• **Extrait source**
Correspondance de Voltaire/1765/Lettre 6157

Correspondance : année 1765GarnierŒuvres complètes de Voltaire, tome 44 (p. 112-113).

6157. — À M.  DAMILAVILLE.
19 novembre.

Mon cher frère, voici des guenilles[1] qui ne sont pas miraculeuses, mais dans lesquelles un honnête impie se moque prodigieusement des miracles. Le prophète Grimm en demande quelques exemplaires ; je vous en envoie cinq. Ce ne sont là que des troupes légères qui escarmouchent ; vous m’avez promis un corps d’armée considérable. J’attends ce livre de Fréret[2], qui doit être rempli de recherches savantes et curieuses ; envoyez-moi une bonne provision ; la victoire se déclare pour nous de tous côtés. Je vous assure que dans peu il n’y aura que la canaille sous les étendards de nos ennemis, et nous ne voulons de cette canaille ni pour partisans ni pour adversaires. Nous sommes un corps de braves chevaliers défenseurs de la vérité, qui n’admettons parmi nous que des gens bien élevés. Allons, brave Diderot, intrépide d’Alembert, joignez-vous à mon cher Damilaville, courez sus aux fanatiques et aux fripons ; plaignez Blaise Pascal, méprisez Houteville et Abbadie autant que s’ils étaient Pères de l’Église ; détruisez les plates déclamations, les misérables sophismes, les faussetés historiques, les contradictions, les absurdités sans nombre ; empêchez que les gens de bon sens ne soient les esclaves de ceux qui n’en ont point : la génération naissante vous devra sa raison et sa liberté.

Je vous ai toujours dit que M. le duc de Choiseul a une âme noble et sensible ; c’est un grand malheur qu’il soit mécontent de Protagoras.

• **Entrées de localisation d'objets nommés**

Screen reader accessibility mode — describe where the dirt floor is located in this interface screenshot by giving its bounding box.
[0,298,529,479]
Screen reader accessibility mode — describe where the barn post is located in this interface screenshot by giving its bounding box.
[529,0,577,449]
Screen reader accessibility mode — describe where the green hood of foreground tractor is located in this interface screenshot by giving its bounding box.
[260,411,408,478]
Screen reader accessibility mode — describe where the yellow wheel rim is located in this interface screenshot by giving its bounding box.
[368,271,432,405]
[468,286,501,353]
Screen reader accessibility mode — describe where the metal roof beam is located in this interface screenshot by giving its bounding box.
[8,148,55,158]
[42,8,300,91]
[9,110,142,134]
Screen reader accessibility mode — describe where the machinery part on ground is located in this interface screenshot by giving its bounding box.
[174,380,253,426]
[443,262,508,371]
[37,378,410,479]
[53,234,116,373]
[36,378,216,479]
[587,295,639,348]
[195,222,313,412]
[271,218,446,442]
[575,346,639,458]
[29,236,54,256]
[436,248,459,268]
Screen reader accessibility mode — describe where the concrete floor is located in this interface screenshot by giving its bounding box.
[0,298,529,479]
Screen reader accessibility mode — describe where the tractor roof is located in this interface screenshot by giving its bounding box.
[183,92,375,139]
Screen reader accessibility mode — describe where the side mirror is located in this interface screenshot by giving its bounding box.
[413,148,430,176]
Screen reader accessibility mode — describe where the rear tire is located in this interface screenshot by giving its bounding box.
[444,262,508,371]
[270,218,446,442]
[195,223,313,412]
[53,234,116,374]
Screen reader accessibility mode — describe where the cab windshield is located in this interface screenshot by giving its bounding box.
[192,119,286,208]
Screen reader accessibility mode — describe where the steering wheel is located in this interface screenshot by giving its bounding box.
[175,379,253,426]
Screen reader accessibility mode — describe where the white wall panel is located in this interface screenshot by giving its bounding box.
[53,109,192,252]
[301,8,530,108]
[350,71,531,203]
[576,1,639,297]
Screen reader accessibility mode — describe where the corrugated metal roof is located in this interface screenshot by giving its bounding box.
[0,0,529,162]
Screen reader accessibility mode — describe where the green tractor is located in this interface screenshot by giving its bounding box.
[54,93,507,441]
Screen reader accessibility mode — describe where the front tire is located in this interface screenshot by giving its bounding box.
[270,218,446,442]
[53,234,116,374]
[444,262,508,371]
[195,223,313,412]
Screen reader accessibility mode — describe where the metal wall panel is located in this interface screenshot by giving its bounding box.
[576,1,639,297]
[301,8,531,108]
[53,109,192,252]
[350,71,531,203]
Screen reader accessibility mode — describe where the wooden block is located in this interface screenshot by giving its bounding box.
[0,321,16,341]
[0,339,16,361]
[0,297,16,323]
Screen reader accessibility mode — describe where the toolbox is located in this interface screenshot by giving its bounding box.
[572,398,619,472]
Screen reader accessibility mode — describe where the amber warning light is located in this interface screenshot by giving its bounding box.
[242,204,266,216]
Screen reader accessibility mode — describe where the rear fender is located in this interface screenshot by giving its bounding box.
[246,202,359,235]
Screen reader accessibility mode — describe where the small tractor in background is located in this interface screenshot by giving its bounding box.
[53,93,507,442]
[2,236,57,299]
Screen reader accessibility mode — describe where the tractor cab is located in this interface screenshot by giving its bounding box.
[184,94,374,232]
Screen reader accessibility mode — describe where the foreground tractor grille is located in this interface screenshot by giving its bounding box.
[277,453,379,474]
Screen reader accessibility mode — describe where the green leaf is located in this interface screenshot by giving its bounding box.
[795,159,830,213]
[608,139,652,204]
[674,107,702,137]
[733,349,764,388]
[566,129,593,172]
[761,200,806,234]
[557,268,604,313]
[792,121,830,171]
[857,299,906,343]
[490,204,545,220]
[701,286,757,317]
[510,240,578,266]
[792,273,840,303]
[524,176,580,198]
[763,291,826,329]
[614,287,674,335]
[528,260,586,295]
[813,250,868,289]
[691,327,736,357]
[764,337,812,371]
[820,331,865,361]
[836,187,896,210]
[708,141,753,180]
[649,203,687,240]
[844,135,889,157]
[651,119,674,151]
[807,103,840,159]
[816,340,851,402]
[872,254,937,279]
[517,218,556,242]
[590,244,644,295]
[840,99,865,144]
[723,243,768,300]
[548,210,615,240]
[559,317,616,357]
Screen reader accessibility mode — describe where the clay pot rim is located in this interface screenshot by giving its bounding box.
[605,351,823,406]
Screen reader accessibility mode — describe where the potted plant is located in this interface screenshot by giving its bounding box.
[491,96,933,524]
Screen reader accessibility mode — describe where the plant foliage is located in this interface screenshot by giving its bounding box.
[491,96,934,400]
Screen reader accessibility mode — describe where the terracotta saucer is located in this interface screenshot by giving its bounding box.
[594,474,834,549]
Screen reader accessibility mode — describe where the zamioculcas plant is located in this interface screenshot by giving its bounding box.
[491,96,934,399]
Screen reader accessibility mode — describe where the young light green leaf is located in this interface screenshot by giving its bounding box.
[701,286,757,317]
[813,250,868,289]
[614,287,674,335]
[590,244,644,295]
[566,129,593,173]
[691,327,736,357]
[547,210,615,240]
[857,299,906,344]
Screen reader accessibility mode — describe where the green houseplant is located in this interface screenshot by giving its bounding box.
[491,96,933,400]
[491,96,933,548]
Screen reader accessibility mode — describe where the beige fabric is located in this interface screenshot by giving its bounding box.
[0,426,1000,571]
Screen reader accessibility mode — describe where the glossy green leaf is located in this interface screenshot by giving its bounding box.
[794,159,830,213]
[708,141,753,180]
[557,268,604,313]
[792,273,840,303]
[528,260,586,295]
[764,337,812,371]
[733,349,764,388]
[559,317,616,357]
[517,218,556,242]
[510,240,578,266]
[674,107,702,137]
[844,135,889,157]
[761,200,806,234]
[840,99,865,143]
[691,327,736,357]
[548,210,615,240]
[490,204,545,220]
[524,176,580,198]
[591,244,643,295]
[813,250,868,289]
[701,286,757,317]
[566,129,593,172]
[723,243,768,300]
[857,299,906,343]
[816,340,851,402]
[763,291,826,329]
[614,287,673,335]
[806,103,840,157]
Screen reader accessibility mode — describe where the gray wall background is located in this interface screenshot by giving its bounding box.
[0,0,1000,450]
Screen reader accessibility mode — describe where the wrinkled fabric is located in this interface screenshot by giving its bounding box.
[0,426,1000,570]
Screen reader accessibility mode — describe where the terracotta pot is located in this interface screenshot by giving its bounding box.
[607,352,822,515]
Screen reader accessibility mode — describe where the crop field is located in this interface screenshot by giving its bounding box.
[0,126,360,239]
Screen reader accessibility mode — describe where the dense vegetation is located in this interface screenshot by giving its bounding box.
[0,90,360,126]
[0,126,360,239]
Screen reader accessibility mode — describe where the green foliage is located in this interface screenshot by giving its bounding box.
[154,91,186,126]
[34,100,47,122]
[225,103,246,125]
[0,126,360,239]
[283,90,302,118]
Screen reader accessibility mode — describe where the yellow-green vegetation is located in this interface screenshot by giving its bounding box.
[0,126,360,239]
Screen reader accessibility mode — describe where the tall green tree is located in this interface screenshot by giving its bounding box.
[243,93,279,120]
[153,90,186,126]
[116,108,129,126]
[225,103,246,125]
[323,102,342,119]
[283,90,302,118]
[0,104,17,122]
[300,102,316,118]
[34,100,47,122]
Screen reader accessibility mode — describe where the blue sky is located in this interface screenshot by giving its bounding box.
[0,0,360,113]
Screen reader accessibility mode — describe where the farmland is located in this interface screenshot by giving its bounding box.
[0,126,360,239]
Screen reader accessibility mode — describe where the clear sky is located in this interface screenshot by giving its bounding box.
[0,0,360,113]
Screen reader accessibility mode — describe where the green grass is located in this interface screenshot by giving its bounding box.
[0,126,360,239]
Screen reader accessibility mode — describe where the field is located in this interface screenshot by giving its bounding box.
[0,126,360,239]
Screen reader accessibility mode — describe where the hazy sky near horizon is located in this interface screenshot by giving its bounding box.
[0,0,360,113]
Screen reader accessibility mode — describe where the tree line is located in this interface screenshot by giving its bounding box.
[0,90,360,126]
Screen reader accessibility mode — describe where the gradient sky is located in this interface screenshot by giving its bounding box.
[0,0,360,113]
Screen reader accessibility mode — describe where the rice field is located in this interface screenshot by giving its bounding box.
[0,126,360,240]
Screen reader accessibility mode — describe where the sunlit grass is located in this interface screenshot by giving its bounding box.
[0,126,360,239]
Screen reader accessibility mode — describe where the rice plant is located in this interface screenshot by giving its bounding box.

• **Consignes de travail**
1) Dans la lettre à Damilaville, pourquoi Voltaire envoie-t-il cinq exemplaires des « guenilles » ? Répondez en une à trois phrases.
2) Mettez à jour les lignes du listing, de celle qui contient « Screen reader accessibility mode — describe where the hazy » jusqu'à la fin du listing, en remplaçant « rice » par « wheat ». Ne reproduisez que ces lignes.

• **Corrigé proposé**
1) Parce que le « prophète Grimm » en a demandé quelques exemplaires. Voltaire répond à cette demande en en envoyant cinq.

2)
Screen reader accessibility mode — describe where the hazy sky near horizon is located in this interface screenshot by giving its bounding box.
[0,0,360,113]
Screen reader accessibility mode — describe where the tree line is located in this interface screenshot by giving its bounding box.
[0,90,360,126]
Screen reader accessibility mode — describe where the gradient sky is located in this interface screenshot by giving its bounding box.
[0,0,360,113]
Screen reader accessibility mode — describe where the wheat field is located in this interface screenshot by giving its bounding box.
[0,126,360,240]
Screen reader accessibility mode — describe where the sunlit grass is located in this interface screenshot by giving its bounding box.
[0,126,360,239]
Screen reader accessibility mode — describe where the wheat plant is located in this interface screenshot by giving its bounding box.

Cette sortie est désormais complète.